-- TEXT SEGMENT follows --

Observability Part 2 - Security and the SOC
TL;DR
- Observable systems can support a security function but are distinctly different.
- Buzzword cloud “observability” tooling typically only covers either VMs or Linux-based systems such as Kubernetes. eBPF has some limitations to be aware of.
- Everyone uses a SIEM for the same thing, but there are dozens of products and query languages. I think AI will kill the competitiveness, and hopefully the industry will focus on getting good data in, as getting good information out can be achieved with AI.
Introduction
My observability in a nutshell post hopefully clarified the concepts behind the buzzword “observability engineering”. It’s about instrumenting your applications to emit or derive traces/logs/metrics, so that you can interrogate your distributed systems to then debug platform issues.
This post explores of some of the cross-cutting concepts between observability engineering and how it can help with cyber security.
I touch upon some of the overlaps and distinctions between logs/metrics/traces for observability and logs/metrics for your Security Operations Centre (SOC) and its Security Information and Event Management (SIEM) tools.
I’d also like to share my personal observations on the direction that detection engineering is moving towards, and where lessons from observability engineering could be applied.
Finally, I’d like to explore observability engineering and the use of eBPF for security. I’d like to explain these concepts at a high level, and how they can help with securing Linux-based systems, as well as call out some of the limitations and the potential snakeoil products out there.
Scene Setting
In my mind, there are at least four components that require their own distinction.
Firstly, there is our Information Technology (I.T). This includes workstations, on-premise servers, active directory, kerberos, WSUS servers, email servers and the likes. These devices are prime targets for threat actors, as they can contain valuable data, or can provide the initial access into core infrastructure or platform services. This dosen’t necessarily mean on-premise, but encompasses the supporting technology behind any business.
Machines such as workstations would be protected & monitored with endpoint software, such as Crowdstrike. These internal systems are often managed through central interfaces, to assist with asset management, avoid shadow I.T, and to provide timely rollout of the latest OS and software patches.
All of these systems would spit out a mountain of logs into a Security Operations Centre (SOC), running a SIEM of choice, potentially with SOAR capabilities. SOC analysts monitor these environments (potentially 24/7), and search for Indicators of Compromise (IoC), and leverage latest threat intelligence sources to search for novel threats.
There is likely to also be a product (or service) that the company creates. The I.T systems are used to access these platform systems, to help build and manage the services, and to enable the business to function.
As we know from the previous post, these incredibly complex and complicated platform services can implement observability engineering concepts to minimize downtime and help diagnose issues as soon as possible.
Often, organisations have dozens of tools to assist in standing up the platform. Nearly all organisations will have source control and some kind of CICD pipelines to manage the platform. These are also prime targets for cyber attacks (supply chain attacks, leaked keys etc…).
In the incredibly simple architecture above, i’m trying to draw the distinction between observability tooling, and SOC tooling. Your platform will have security related logs, which will be required to feed into your SOC (e.g. who is accessing S3 buckets), but the SOC is also very interested in the I.T logs. I.T can host valuable services, or it can also be an attack vector for initial access, allowing for lateral movement to the platform, or privilege escalation.

-- TEXT SEGMENT concluded --
-- RECORDS follows --

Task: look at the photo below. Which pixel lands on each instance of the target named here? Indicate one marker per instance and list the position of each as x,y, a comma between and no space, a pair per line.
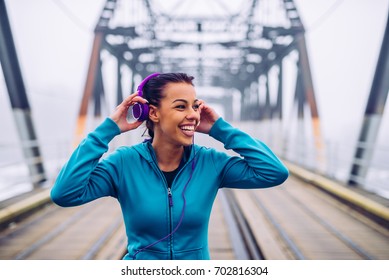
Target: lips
188,130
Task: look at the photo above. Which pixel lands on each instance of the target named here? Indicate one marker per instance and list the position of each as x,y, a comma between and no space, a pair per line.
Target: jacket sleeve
256,167
85,177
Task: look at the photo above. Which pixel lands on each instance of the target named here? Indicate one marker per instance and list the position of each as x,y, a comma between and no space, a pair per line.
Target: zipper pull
169,193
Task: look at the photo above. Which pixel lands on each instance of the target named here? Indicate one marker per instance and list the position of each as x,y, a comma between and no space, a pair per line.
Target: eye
181,107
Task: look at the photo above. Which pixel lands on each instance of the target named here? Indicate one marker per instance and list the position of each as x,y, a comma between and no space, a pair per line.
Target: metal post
19,101
89,86
119,89
373,115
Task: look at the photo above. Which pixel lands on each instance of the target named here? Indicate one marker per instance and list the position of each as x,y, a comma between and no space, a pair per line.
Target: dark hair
153,91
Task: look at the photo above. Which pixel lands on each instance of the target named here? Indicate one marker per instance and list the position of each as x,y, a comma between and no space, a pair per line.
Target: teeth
190,128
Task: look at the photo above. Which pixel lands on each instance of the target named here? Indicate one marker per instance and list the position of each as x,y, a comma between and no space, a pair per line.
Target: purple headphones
140,111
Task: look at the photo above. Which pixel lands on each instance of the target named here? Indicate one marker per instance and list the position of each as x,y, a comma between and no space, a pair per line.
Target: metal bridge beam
19,101
373,115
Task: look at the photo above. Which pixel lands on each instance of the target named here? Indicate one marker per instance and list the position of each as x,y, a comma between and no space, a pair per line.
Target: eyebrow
183,100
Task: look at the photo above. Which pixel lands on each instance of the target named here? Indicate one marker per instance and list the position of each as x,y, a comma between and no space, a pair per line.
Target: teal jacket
164,223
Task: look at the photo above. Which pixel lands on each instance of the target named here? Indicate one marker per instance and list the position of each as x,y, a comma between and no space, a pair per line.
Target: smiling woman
166,185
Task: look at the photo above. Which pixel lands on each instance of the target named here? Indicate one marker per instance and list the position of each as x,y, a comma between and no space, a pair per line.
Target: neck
168,156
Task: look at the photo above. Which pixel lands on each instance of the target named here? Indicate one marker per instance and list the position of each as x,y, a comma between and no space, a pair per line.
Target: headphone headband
142,84
141,111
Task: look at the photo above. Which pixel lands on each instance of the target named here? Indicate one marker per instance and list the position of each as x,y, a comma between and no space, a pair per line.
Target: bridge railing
15,177
333,159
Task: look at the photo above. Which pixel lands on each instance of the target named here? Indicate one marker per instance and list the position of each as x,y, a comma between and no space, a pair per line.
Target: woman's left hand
208,117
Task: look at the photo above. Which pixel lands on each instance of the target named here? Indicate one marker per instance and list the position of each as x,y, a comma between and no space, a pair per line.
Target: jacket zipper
170,198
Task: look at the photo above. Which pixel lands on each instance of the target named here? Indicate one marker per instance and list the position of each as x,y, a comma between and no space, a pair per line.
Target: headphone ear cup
140,111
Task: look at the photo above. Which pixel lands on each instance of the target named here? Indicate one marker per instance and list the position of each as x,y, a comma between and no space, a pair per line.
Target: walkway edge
340,191
12,212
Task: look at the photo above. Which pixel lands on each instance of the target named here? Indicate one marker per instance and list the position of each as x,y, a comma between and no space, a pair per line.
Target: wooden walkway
293,221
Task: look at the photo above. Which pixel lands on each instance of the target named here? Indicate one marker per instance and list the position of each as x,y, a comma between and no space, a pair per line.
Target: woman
166,186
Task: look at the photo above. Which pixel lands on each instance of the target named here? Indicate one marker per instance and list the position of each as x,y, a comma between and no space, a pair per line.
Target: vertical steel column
119,89
89,86
307,84
277,112
373,114
19,101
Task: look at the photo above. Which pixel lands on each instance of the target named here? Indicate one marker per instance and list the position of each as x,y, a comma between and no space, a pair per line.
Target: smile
188,130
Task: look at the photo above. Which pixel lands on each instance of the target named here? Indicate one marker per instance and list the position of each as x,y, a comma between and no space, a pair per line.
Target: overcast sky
343,38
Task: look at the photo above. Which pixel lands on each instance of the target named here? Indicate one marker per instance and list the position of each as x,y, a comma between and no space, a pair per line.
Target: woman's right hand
119,116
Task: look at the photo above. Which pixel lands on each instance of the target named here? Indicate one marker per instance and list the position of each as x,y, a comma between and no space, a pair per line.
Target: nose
193,114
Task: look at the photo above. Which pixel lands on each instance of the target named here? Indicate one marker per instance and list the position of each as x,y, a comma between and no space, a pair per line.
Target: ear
153,113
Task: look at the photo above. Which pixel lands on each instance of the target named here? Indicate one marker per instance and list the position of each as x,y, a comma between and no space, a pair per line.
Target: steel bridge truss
229,45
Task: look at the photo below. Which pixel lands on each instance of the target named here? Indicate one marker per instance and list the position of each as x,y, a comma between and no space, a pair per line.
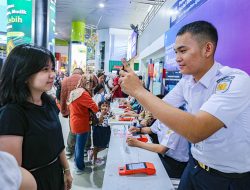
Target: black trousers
196,178
173,167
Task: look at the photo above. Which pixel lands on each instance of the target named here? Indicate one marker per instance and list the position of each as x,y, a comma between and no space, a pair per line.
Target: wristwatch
140,129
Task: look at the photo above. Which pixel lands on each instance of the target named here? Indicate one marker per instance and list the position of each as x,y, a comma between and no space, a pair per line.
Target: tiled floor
91,180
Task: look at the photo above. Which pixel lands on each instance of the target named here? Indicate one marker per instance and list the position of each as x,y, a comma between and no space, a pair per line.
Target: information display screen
136,166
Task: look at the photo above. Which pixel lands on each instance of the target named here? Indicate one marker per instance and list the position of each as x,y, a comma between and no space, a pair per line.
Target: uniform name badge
199,146
224,84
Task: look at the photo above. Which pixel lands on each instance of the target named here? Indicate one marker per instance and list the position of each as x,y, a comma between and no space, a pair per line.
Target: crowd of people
200,129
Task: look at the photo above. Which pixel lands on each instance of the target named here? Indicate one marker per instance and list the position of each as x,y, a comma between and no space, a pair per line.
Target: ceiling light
172,12
101,5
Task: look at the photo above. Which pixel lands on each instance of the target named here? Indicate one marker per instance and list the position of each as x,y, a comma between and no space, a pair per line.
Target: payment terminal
138,168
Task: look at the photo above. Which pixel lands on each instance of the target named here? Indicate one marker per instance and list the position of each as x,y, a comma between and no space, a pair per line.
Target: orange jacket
68,84
79,113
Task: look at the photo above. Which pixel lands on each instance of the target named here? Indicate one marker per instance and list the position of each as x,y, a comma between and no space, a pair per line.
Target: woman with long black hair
30,129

-- RECORDS concluded --

Extract the part of the observability and security post from "There is likely" to "business to function." word for word. The data is not needed for anything here.

» **WRITTEN RESPONSE**:
There is likely to also be a product (or service) that the company creates. The I.T systems are used to access these platform systems, to help build and manage the services, and to enable the business to function.